| Фрагмент текста |
==============================
Выбрать главу

Это был шок, удар. Картину не приняли…

Заметим, что истинные ценители, люди с «адекватной реакцией» (как определяют теперь социологи этот тип), по преимуществу сельская интеллигенция, учителя, молодежь, такие же «артистические натуры», как и их земляки, снимавшиеся у Михалкова-Кончаловского (кстати, выступали и они), — все отлично поняли, оценили. «…Весь мир увидит, как красив наш народ, какая у него широкая душа, услышит волжскую речь, плавную и протяжную, как река Волга», — говорила Т. Рукомойникова, и с ней, конечно, согласился бы каждый из нас, зрителей первых московских просмотров. Но в подавляющем большинстве выступлений звучали обиды, абсолютно стереотипные, если принять в расчет господствующие вкусы, отношение к искусству, распространенные у нас, в обширном российском регионе: искусство-де не воспроизводит действительность, а, наоборот, творит некий расцвеченный, желаемый ее вариант. Недаром поминали и противопоставляли «Истории Аси Клячиной» незабвенных «Кубанских казаков» и уверяли, что вот там-то жизнь тружеников села показана замечательно! Обижались: что же у вас колхозники все в полевом да в грязном, у них что, надеть нечего? А зачем столько людей с физическими недостатками да инвалидов? Где механизация? Комсомольские собрания?..»

В этой реакции двух категорий зрителей — интеллигентов и простых тружеников — кроются глубиные причины того, что произойдет позднее с советским обществом. Во второй половине 60-х эти категории еще мыслят не одинаково, разобщены. Интеллигенты уже устали от красивостей на широком экране и поэтому жаждут отобразить на нем правду жизни, причем их совершенно не смущает, что правду эту многие из них знают всего лишь понаслышке (тот же А. Кончаловский, который в деревне бывал всего лишь несколько раз — когда выезжал студентом собирать картошку).
==============================
| Данные разметки расположения объектов |
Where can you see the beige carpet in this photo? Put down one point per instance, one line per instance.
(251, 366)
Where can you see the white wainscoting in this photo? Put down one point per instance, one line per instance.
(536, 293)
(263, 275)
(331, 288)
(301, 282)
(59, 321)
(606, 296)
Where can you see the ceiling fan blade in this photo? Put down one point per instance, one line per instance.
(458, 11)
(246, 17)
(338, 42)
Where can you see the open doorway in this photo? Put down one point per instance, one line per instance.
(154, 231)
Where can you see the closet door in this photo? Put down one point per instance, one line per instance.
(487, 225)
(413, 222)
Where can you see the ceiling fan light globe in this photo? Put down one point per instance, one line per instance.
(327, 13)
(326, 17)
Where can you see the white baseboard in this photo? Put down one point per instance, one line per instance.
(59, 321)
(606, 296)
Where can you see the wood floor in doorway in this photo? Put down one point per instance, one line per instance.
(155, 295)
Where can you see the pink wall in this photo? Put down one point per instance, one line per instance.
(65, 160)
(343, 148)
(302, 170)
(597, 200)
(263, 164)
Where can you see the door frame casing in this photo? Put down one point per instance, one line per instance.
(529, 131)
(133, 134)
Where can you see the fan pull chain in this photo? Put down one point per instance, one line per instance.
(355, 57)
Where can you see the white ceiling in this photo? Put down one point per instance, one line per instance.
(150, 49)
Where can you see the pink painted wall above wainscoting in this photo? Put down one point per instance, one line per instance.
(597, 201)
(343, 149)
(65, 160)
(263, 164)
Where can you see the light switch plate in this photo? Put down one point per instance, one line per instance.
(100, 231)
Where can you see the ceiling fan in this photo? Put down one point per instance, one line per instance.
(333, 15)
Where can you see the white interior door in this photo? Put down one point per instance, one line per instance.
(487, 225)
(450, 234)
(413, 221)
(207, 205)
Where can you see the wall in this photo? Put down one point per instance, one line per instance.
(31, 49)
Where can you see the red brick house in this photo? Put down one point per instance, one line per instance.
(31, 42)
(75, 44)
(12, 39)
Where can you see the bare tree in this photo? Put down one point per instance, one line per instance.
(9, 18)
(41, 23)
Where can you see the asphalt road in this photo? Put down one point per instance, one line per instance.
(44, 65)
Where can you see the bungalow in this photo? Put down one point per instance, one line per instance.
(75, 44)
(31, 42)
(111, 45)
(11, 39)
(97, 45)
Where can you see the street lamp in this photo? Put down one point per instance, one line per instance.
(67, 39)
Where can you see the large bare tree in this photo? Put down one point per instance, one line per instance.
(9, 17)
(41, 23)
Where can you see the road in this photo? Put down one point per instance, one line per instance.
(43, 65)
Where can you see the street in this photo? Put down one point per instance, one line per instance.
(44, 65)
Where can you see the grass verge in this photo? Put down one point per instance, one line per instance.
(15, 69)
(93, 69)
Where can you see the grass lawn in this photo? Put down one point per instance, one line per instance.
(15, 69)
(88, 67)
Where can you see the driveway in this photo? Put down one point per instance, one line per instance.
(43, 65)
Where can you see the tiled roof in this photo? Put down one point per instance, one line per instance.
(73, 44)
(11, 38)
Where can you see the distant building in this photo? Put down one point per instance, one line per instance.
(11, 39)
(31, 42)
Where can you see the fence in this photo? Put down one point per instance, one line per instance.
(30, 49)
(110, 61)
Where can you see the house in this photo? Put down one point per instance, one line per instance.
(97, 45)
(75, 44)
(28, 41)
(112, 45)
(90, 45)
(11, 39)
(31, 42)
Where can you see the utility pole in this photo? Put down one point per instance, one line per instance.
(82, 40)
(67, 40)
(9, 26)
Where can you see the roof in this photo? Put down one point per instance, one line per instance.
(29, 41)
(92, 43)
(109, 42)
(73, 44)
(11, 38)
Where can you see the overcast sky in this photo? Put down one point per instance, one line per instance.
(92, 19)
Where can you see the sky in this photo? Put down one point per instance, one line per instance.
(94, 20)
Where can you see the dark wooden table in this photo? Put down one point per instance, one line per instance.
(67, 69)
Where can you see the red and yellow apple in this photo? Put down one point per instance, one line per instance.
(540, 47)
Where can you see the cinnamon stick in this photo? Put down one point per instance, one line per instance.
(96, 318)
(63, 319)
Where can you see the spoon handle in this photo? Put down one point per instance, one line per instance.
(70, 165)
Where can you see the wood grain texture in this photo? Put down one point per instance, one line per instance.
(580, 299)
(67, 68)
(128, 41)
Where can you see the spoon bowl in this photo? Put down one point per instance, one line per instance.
==============================
| Письменное задание |
Перепишите дословно отрывок из текста о приеме фильма «История Аси Клячиной» от слов «В этой реакции» до слов «студентом собирать картошку).».

| Правильный ответ |
В этой реакции двух категорий зрителей — интеллигентов и простых тружеников — кроются глубиные причины того, что произойдет позднее с советским обществом. Во второй половине 60-х эти категории еще мыслят не одинаково, разобщены. Интеллигенты уже устали от красивостей на широком экране и поэтому жаждут отобразить на нем правду жизни, причем их совершенно не смущает, что правду эту многие из них знают всего лишь понаслышке (тот же А. Кончаловский, который в деревне бывал всего лишь несколько раз — когда выезжал студентом собирать картошку).